____ Given passage
It is strange. I usually think myself a forgiving man, but it is clear to me that recent experiences have left me feeling well at best jadded at wort cynical. I suppose looked at from the outside I wait till there is one wrong thing, and thats it. Ever since I got back and that whole mess happened, well I haven't trusted women as far as I could throw them. I don't think that this attatude is nessisarily wrong either. To date a lot of women in my life have proven untrustworthy.
Just the day before yesterday I had a mid-sized (not long not short) conversation with an old aquaintance (won't say who) but it caused me to re-evaluate myself, what had happened with Lisa and all that. The running therory is that Lisa's personality is the fast and fancy free. It was insinuated that she is looking for a free ride, and always has. That "a person like that doesn't change overnight". I'd pretty much done everything up to and including blaming myself, cursing everyone that was in love and all that jazz. In the end I had to let go of all that.
Then it was Lisa herself that said something that kind of took me aback. "I may not be dating you but I'm still your friend." and that the reason she hadn't been talking to me was that she was hoping I'd forgive her. Somehow despite it all she still hopes I approve of her. How odd.
And finally there is Erika. I seem to be in that "just friends" mode but at the same time the things she says to me would make most folks with a platonic relationship a little nervous (or excited depending on the case). Just when I start to give up hope (and that whole tumor stunt was pulled) She starts getting into it. It's really weird. One second she wants all these All-American dreams, the next she is just a friend and I can get the time but that's about all. Serously its enough to make a guy's head spin.
________
Problem requirements
In the passage about Lisa and Erika, what reason did Lisa give for not having talked to the writer?
____ Recorded information
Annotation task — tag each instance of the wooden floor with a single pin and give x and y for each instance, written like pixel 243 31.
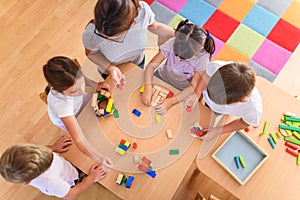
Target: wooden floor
pixel 31 32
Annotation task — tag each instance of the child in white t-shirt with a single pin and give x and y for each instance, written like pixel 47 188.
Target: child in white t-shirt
pixel 67 96
pixel 187 55
pixel 47 171
pixel 231 91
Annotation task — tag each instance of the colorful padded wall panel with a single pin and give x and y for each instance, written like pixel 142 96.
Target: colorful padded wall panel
pixel 262 33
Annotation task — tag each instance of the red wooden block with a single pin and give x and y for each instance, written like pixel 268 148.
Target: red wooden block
pixel 286 35
pixel 134 145
pixel 221 25
pixel 142 168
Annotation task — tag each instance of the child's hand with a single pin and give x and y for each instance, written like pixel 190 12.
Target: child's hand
pixel 96 172
pixel 61 145
pixel 191 101
pixel 107 164
pixel 102 86
pixel 208 134
pixel 163 107
pixel 118 78
pixel 147 95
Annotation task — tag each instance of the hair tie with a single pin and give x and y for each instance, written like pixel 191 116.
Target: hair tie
pixel 207 34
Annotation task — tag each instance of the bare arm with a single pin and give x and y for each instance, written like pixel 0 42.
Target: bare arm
pixel 150 68
pixel 96 173
pixel 163 31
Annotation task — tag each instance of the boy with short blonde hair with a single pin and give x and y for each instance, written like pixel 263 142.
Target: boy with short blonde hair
pixel 45 170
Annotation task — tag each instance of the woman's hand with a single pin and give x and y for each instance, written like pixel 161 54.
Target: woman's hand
pixel 147 95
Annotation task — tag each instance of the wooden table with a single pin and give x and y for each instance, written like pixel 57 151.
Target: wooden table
pixel 279 176
pixel 168 178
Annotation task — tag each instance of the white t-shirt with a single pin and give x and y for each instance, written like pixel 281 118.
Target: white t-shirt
pixel 178 72
pixel 58 179
pixel 60 105
pixel 249 111
pixel 133 45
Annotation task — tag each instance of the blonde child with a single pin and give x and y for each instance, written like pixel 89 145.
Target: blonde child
pixel 42 168
pixel 187 55
pixel 231 91
pixel 67 96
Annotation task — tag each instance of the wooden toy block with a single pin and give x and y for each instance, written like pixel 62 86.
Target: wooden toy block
pixel 136 112
pixel 296 134
pixel 142 90
pixel 291 145
pixel 134 145
pixel 290 114
pixel 120 151
pixel 169 133
pixel 166 92
pixel 158 118
pixel 146 160
pixel 142 168
pixel 188 109
pixel 136 159
pixel 94 101
pixel 266 125
pixel 271 142
pixel 173 151
pixel 292 140
pixel 127 143
pixel 109 105
pixel 274 138
pixel 278 134
pixel 292 152
pixel 151 173
pixel 116 113
pixel 119 179
pixel 129 182
pixel 237 162
pixel 170 94
pixel 288 132
pixel 291 128
pixel 122 141
pixel 242 161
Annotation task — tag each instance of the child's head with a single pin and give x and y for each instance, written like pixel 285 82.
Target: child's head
pixel 190 39
pixel 63 75
pixel 115 16
pixel 232 83
pixel 22 163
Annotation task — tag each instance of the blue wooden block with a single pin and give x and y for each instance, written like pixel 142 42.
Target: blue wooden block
pixel 136 112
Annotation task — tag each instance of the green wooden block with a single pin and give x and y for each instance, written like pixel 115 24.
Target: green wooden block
pixel 174 152
pixel 292 119
pixel 292 140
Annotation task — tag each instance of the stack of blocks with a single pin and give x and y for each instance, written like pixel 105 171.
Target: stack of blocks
pixel 147 167
pixel 123 147
pixel 122 179
pixel 98 98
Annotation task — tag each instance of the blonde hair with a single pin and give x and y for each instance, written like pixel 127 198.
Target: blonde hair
pixel 24 162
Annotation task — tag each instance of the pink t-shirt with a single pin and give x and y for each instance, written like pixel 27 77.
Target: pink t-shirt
pixel 178 72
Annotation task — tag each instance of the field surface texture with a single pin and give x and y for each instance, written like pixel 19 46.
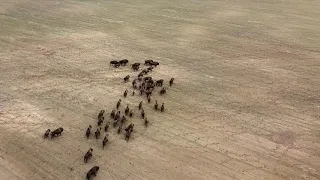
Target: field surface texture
pixel 245 103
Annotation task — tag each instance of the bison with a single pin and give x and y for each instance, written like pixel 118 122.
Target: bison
pixel 92 172
pixel 56 132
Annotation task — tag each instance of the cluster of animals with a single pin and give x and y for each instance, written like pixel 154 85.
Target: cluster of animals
pixel 146 85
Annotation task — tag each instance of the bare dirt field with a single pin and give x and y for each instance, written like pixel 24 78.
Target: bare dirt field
pixel 245 103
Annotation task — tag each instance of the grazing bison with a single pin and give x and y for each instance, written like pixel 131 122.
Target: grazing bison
pixel 56 132
pixel 118 103
pixel 92 172
pixel 140 105
pixel 126 111
pixel 97 133
pixel 46 134
pixel 100 121
pixel 123 119
pixel 156 105
pixel 142 114
pixel 100 114
pixel 171 81
pixel 146 122
pixel 123 62
pixel 130 127
pixel 162 107
pixel 159 82
pixel 88 155
pixel 112 114
pixel 88 132
pixel 147 62
pixel 126 79
pixel 154 63
pixel 105 140
pixel 163 91
pixel 106 127
pixel 115 63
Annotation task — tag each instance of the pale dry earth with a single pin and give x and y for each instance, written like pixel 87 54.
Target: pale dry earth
pixel 245 103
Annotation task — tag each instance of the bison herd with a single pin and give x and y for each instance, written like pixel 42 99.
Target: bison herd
pixel 145 85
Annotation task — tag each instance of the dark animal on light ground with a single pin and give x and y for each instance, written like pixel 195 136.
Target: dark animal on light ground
pixel 123 62
pixel 100 113
pixel 105 140
pixel 147 62
pixel 140 105
pixel 131 113
pixel 112 114
pixel 88 155
pixel 126 111
pixel 92 172
pixel 159 82
pixel 46 134
pixel 126 79
pixel 119 128
pixel 156 105
pixel 106 127
pixel 163 91
pixel 88 132
pixel 130 127
pixel 162 107
pixel 146 122
pixel 118 103
pixel 142 114
pixel 97 133
pixel 56 132
pixel 171 81
pixel 100 121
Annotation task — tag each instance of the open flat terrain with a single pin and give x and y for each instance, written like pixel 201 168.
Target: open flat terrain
pixel 245 103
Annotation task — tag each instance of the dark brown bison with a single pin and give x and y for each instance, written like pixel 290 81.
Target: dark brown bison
pixel 92 172
pixel 171 81
pixel 88 155
pixel 162 107
pixel 119 128
pixel 106 127
pixel 100 113
pixel 112 114
pixel 123 62
pixel 46 134
pixel 154 63
pixel 105 140
pixel 147 62
pixel 146 122
pixel 126 79
pixel 156 105
pixel 97 133
pixel 118 103
pixel 159 82
pixel 126 111
pixel 100 121
pixel 115 63
pixel 140 105
pixel 56 132
pixel 130 127
pixel 142 114
pixel 163 91
pixel 88 132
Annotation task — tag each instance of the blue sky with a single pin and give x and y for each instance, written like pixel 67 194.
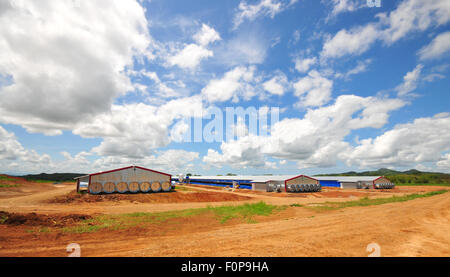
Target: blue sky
pixel 94 85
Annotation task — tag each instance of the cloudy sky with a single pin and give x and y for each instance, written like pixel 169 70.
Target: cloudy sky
pixel 94 85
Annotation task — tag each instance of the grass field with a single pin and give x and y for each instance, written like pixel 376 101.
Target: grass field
pixel 245 212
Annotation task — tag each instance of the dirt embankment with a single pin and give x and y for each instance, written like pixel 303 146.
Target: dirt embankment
pixel 11 186
pixel 33 219
pixel 166 197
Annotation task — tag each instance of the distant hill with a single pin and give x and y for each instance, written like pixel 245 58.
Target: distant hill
pixel 55 177
pixel 412 176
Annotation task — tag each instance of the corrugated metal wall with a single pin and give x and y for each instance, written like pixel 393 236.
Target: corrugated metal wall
pixel 330 183
pixel 302 180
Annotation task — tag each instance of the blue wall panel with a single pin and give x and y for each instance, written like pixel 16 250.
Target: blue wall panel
pixel 330 183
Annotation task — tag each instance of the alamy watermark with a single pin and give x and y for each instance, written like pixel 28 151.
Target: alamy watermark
pixel 374 3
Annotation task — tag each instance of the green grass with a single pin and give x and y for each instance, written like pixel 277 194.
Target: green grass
pixel 441 185
pixel 246 211
pixel 125 221
pixel 363 202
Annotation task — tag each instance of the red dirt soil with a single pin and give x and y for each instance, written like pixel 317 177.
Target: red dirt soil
pixel 166 197
pixel 33 219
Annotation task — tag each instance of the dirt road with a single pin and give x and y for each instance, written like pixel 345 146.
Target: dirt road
pixel 418 227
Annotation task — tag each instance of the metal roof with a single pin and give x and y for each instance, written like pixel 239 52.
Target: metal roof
pixel 347 178
pixel 256 179
pixel 123 168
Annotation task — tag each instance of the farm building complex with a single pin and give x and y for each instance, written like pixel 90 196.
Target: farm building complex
pixel 135 179
pixel 291 183
pixel 128 179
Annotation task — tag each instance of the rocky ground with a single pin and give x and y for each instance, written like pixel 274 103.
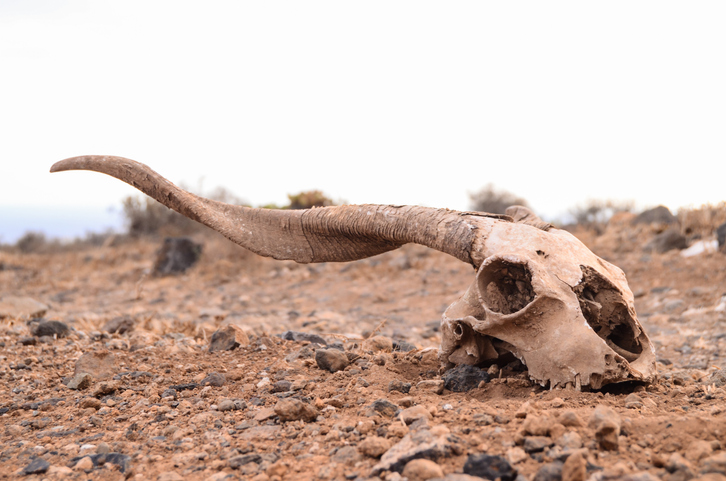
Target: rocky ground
pixel 108 372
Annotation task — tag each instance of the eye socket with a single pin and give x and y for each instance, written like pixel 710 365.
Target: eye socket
pixel 506 286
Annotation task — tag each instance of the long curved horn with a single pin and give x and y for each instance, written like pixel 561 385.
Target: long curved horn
pixel 324 234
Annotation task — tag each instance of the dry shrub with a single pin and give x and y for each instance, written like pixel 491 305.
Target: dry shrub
pixel 702 221
pixel 494 201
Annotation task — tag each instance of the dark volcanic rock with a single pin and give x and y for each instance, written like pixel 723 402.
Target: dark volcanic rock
pixel 464 378
pixel 331 360
pixel 176 255
pixel 37 466
pixel 303 336
pixel 49 328
pixel 489 467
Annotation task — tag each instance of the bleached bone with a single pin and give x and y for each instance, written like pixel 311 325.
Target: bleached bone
pixel 539 293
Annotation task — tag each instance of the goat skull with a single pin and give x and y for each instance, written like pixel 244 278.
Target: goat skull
pixel 539 293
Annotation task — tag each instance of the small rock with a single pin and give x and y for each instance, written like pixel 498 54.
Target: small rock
pixel 464 378
pixel 435 386
pixel 550 472
pixel 214 379
pixel 49 328
pixel 536 444
pixel 606 424
pixel 37 466
pixel 105 387
pixel 399 386
pixel 99 364
pixel 21 307
pixel 176 255
pixel 228 338
pixel 294 409
pixel 633 401
pixel 84 464
pixel 119 325
pixel 90 402
pixel 489 467
pixel 303 336
pixel 422 470
pixel 80 381
pixel 575 467
pixel 384 407
pixel 516 455
pixel 412 414
pixel 378 344
pixel 374 446
pixel 331 360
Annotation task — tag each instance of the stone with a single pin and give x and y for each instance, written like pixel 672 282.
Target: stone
pixel 214 379
pixel 176 255
pixel 422 470
pixel 303 336
pixel 331 360
pixel 84 464
pixel 550 472
pixel 99 364
pixel 464 378
pixel 228 338
pixel 489 467
pixel 119 325
pixel 80 381
pixel 37 466
pixel 374 446
pixel 421 443
pixel 400 386
pixel 656 215
pixel 414 413
pixel 384 407
pixel 294 409
pixel 435 386
pixel 21 307
pixel 49 328
pixel 575 467
pixel 606 424
pixel 378 344
pixel 667 240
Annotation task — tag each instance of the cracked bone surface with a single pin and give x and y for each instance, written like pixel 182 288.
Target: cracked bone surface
pixel 539 294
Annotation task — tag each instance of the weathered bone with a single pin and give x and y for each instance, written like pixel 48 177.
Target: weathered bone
pixel 539 293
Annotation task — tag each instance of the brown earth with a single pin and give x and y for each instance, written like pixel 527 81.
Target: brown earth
pixel 233 426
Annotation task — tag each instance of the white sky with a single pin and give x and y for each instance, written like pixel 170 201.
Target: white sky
________
Written solution
She was hoping the writer would forgive her.